Work to complete
An exact transcription of every record is needed, leaving out the pictures.
─── Data for this exercise ───
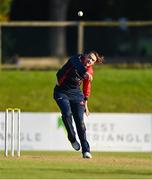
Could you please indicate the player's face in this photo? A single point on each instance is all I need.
(90, 59)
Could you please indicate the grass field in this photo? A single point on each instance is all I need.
(113, 90)
(69, 165)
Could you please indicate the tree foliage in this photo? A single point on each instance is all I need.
(5, 7)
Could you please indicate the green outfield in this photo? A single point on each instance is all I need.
(69, 165)
(113, 90)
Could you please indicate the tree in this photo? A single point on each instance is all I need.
(58, 12)
(5, 7)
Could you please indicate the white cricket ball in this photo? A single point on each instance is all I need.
(80, 13)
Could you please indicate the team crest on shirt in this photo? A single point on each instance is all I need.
(82, 103)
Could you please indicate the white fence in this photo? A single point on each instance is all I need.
(106, 132)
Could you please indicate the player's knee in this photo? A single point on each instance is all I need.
(67, 115)
(83, 127)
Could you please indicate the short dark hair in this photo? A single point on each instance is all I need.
(100, 57)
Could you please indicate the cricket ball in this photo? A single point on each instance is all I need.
(80, 13)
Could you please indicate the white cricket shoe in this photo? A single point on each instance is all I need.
(87, 155)
(76, 145)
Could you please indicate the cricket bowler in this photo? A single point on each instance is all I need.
(72, 101)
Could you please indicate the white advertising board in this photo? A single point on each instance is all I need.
(105, 132)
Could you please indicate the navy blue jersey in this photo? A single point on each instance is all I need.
(71, 75)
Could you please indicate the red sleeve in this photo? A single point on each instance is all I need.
(87, 83)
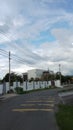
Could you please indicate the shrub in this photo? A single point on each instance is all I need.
(10, 91)
(19, 90)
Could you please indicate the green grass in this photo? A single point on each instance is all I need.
(19, 91)
(65, 117)
(66, 90)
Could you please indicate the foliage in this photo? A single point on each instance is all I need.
(65, 117)
(10, 91)
(19, 90)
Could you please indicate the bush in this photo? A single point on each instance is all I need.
(10, 91)
(19, 90)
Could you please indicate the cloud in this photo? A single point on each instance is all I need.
(22, 22)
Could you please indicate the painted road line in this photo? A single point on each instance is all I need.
(27, 105)
(40, 101)
(51, 105)
(31, 110)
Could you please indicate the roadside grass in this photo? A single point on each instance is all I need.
(66, 90)
(19, 90)
(64, 117)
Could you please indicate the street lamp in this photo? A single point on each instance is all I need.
(60, 72)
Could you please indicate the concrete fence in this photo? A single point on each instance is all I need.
(4, 88)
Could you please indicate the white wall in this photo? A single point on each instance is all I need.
(35, 73)
(30, 85)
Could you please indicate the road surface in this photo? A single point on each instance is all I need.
(33, 111)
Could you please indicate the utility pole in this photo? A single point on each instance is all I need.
(60, 72)
(9, 68)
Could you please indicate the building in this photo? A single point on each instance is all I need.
(35, 73)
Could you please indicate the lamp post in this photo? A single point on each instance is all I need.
(60, 72)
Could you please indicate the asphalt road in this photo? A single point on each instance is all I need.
(33, 111)
(67, 100)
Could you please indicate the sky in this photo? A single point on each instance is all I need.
(39, 33)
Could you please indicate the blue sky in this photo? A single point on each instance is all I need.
(38, 31)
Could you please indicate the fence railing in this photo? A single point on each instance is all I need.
(4, 88)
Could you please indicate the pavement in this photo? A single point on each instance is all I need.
(33, 111)
(7, 96)
(66, 97)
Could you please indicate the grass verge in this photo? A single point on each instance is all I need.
(64, 117)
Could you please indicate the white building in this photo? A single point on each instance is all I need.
(35, 73)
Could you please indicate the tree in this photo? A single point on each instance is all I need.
(13, 77)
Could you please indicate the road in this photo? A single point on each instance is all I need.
(33, 111)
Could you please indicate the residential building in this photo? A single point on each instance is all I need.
(35, 73)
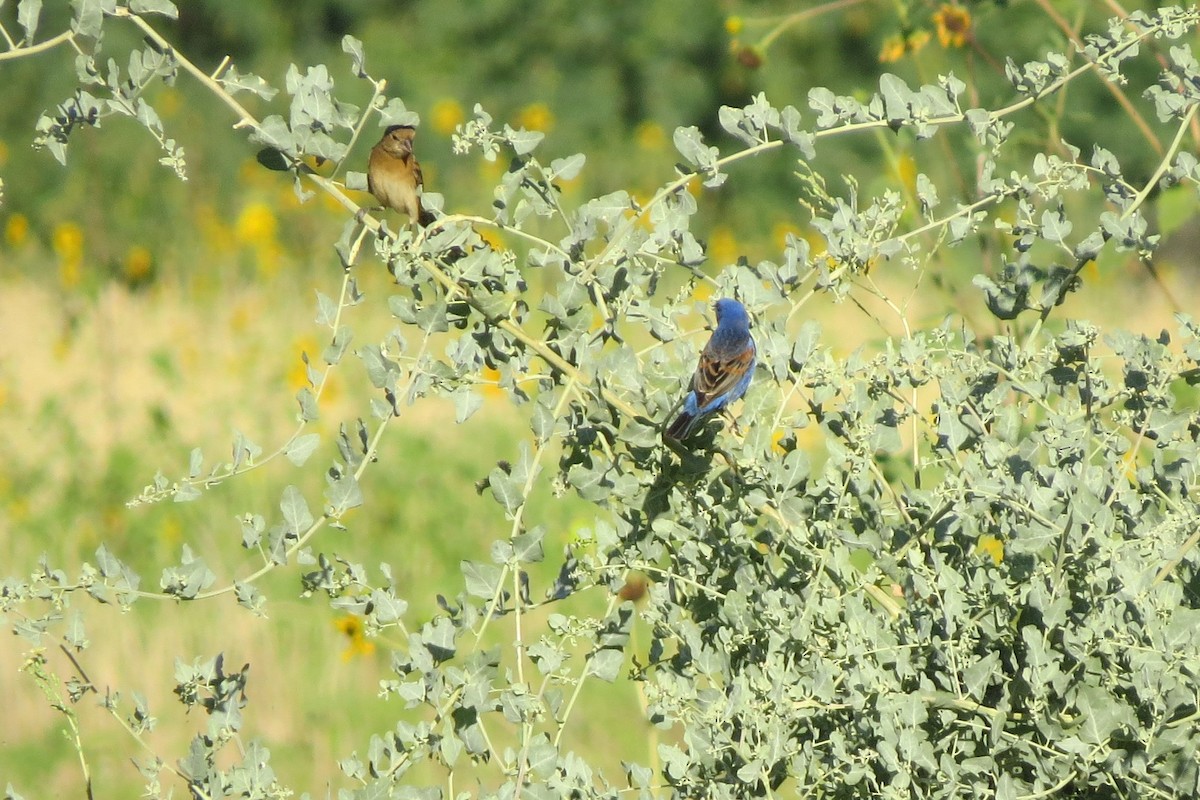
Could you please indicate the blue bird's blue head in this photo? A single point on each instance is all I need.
(730, 313)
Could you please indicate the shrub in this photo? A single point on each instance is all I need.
(960, 564)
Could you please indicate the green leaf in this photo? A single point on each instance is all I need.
(28, 13)
(295, 510)
(483, 579)
(154, 7)
(353, 47)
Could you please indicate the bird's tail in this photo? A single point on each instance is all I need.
(682, 427)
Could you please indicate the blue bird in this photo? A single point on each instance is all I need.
(726, 365)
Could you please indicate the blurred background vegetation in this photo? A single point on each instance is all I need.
(143, 316)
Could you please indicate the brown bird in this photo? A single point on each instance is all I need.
(394, 175)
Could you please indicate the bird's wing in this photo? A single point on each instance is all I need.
(417, 172)
(718, 373)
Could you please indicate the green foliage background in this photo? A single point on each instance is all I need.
(949, 548)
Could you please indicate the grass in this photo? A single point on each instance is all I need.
(95, 407)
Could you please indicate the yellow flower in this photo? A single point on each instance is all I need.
(993, 547)
(352, 627)
(897, 47)
(537, 116)
(138, 265)
(780, 230)
(893, 49)
(649, 136)
(723, 246)
(492, 378)
(953, 25)
(256, 224)
(447, 115)
(16, 229)
(168, 102)
(298, 376)
(67, 242)
(917, 40)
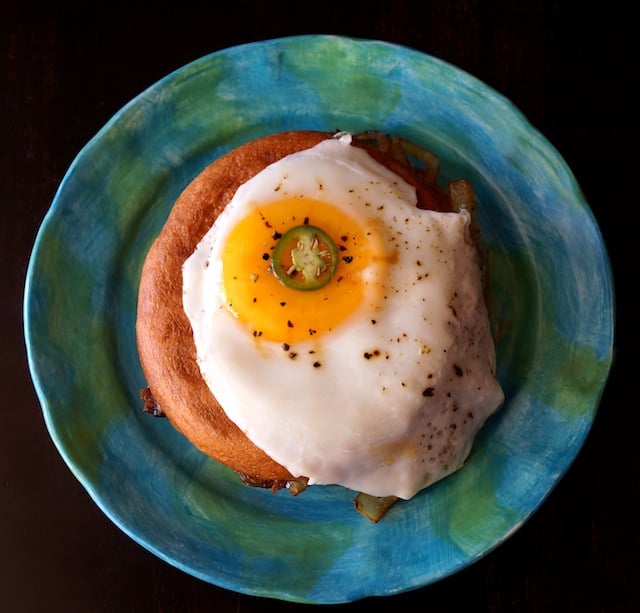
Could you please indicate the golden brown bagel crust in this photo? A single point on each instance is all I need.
(164, 336)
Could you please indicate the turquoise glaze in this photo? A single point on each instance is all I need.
(551, 300)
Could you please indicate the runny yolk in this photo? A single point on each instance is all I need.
(275, 312)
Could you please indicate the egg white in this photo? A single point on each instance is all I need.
(390, 400)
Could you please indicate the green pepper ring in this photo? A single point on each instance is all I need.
(305, 258)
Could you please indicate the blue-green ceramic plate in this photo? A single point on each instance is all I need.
(551, 300)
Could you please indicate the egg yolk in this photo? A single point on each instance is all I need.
(276, 311)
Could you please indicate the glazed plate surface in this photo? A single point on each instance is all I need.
(551, 299)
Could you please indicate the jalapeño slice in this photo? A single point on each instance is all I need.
(305, 258)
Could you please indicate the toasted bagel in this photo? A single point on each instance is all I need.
(164, 336)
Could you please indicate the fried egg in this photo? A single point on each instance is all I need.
(377, 375)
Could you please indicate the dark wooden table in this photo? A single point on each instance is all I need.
(65, 71)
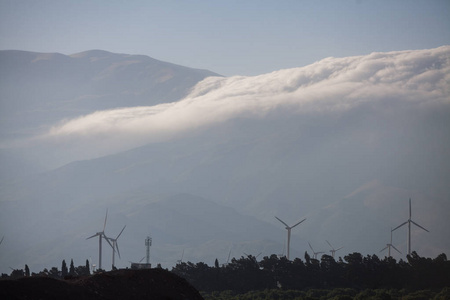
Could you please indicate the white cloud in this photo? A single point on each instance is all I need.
(328, 86)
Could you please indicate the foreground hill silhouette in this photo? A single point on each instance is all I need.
(120, 284)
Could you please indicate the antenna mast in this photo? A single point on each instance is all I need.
(148, 243)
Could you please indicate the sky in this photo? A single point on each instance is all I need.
(227, 37)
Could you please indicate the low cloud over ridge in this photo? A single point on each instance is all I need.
(332, 85)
───
Expected answer
Could you please indicate the player's face in this photo? A single point on each instance is all I need.
(90, 59)
Could you please indicate the grass field in this photo? A single point on each instance is all I need.
(113, 90)
(69, 165)
Could you please indicate the tree foliage in this photo? A single point on each instance is all I need.
(5, 7)
Could you please indicate the green outfield in this photo? A single point on each instance is all I need.
(69, 165)
(113, 90)
Could you please indicate the tree in this photo? A single point on each instance is all I need.
(58, 12)
(5, 7)
Could you please indicate the white cricket ball in this photo? A single point on each instance is all I need.
(80, 13)
Could you please indicate the team crest on shirt in this photo? A single point on each instance is all I need.
(82, 103)
Could you please indicate the white fence in this photo? A single point on each instance is all I need.
(106, 132)
Could you please indicate the player's knee in this photo? A single point on each instance is all I need.
(67, 115)
(83, 127)
Could you please indicate the short dark hair in this photo? A single point on each instance is all I need.
(100, 57)
Could you please indicate the cricket ball in this photo? A single point on each instance is all I need.
(80, 13)
Could you please indicate the white cricket shoe in this photo? A single point on each instance is all I need.
(87, 155)
(76, 145)
Could you please indicate the cricket bowler in this photo? A single point on each instance is all I need.
(72, 101)
Could you please indicate the white advertising board in this photo? A single point on each instance is all I need.
(105, 132)
Could you please indicate the navy blue jersey in this photo? A single point on each instance is all I need.
(71, 75)
Could you please indicate the red sleeve in this photo? A single point on each instance is all I need.
(87, 83)
Could you please indicate the shrub in this photo? A single point on each instance is all I need.
(10, 91)
(19, 90)
Could you please indicate the green grass in this photo? A single point on each instance is all I need.
(19, 91)
(65, 117)
(66, 90)
Could you please indicate the foliage in this photo? A single point on each instance is all I need.
(65, 117)
(10, 91)
(19, 90)
Could you please indicate the bush in this photo? A single point on each instance is all I need.
(10, 91)
(19, 90)
Could you please indicate the cloud in this photo? A single point on each instance is all I need.
(22, 22)
Could you please indicate the painted road line in this photo? A single point on each instance is all I need.
(27, 105)
(40, 101)
(51, 105)
(31, 110)
Could you please indicate the roadside grass in this photo? A single point on each instance is all I need.
(66, 90)
(19, 90)
(64, 117)
Could you please indicate the street lamp in this photo? A single point on each instance is all I need.
(60, 72)
Could you please indicate the concrete fence in this photo? A single point on each instance is all I need.
(4, 88)
Could you please indicate the white wall in this photo? A single point on each instance is all I need.
(35, 73)
(30, 85)
Could you please indicate the road surface in this photo? A single point on each instance is all I need.
(33, 111)
Could you please indicate the utility pole in this photo? A single point on each instance is all I need.
(60, 72)
(9, 68)
Could you please indicate the building in this photo? A single point on each instance is all I need.
(35, 73)
Could you please indicate the lamp post in this photo? A single point on each instance is all I need.
(60, 72)
Could you please indicate the asphalt road in this photo? A single point on each instance is all I need.
(33, 111)
(67, 100)
Could you please indicate the sky in this photo? A single point on each instance is all I need.
(39, 33)
Could you please indicate the blue sky in this photo? A single point on each instance is all I need.
(38, 31)
Could you please indicate the fence railing in this photo? A single point on each instance is all I need.
(4, 88)
Could you please indicate the pavement in this photo? A single point on each instance is all I need.
(33, 111)
(7, 96)
(66, 97)
Could you please indicate the grass verge in this photo? A single point on each instance is all I need.
(64, 117)
Could you please indicate the white building in this photo? A single point on each instance is all I need.
(35, 73)
Could you please indicate the tree in this photo? A single point on each instance is all I need.
(13, 77)
Could you please indicate the road in this photo? A single point on each instance is all I need.
(33, 111)
Could you please indicate the residential building in this photo? A single point on each instance is all I need.
(35, 73)
Could you please indicate the blue bird's blue head in this photo? A single point on each instance is all I need.
(730, 313)
Could you please indicate the shrub in this photo? A single point on each instance is all I need.
(960, 564)
Could you please indicate the green leaf in this photo? A single point on each instance is all I need.
(28, 13)
(295, 510)
(483, 579)
(154, 7)
(353, 47)
Could you please indicate the bird's tail in this photo? A single point on each instance is all I need.
(682, 427)
Could you please indicate the blue bird in this photo? A single point on each instance is all I need.
(726, 365)
Could you please indicate the blurred background vegetation in this photo? A single point on each instance is all I need.
(143, 316)
Could you please indicate the brown bird in this photo? A single point on each instance is all I need.
(394, 175)
Could you please indicate the bird's wing in this photo? A single point on each instance is all I need.
(417, 172)
(718, 373)
Could you please indicate the green foliage background in this photo? A single point on each instance is all I need.
(949, 548)
Could you please indicate the grass in this photo? A single point on each instance is all I need.
(95, 407)
Could you please indicate the yellow flower in this photo? A single point on each instance is all I need.
(993, 547)
(352, 627)
(897, 47)
(537, 116)
(138, 265)
(780, 230)
(893, 49)
(649, 136)
(723, 246)
(492, 378)
(953, 25)
(256, 224)
(447, 115)
(16, 229)
(168, 102)
(298, 376)
(67, 242)
(917, 40)
Could you please indicate the golden brown bagel crust in this photo? A single point on each instance is all I need.
(164, 336)
Could you please indicate the turquoise glaze in this photo? A single point on each instance is all I need.
(551, 300)
Could you please indicate the runny yolk in this photo? A single point on each instance is all I need.
(275, 312)
Could you please indicate the egg white in this photo? A single point on each instance is all I need.
(390, 400)
Could you please indicate the green pepper ring in this photo? A single point on each instance is all I need.
(305, 258)
Could you please indicate the blue-green ceramic plate in this photo? A single point on each instance is all I need.
(551, 300)
Could you please indicate the egg yolk in this photo? A single point on each instance is all I need.
(276, 311)
Could you please indicate the glazed plate surface in this photo? A single point on each instance is all I need.
(551, 299)
Could you please indicate the jalapeño slice in this photo? A single point on each instance is all I need.
(305, 258)
Could you please indicate the toasted bagel in this photo? A single point on each instance is all I need.
(164, 336)
Could you please indicate the fried egg in this photo? A single point on each instance is all I need.
(377, 375)
Could you please indicate the dark wooden table in this photo? A single point on each instance is all I need.
(65, 71)
Could you please indicate the white cloud in this photo? A single point on each instance is all I need.
(328, 86)
Could you please indicate the foreground hill silhouette in this photo? A single point on each instance is all I need.
(120, 284)
Could you please indicate the antenna mast in this photo? A single point on each instance is all I need.
(148, 243)
Could you please indicate the sky in this photo? A single point on each instance is all I need.
(227, 37)
Could you please indicate the low cloud over ridge in this photo? A single point on each instance is all I need.
(332, 85)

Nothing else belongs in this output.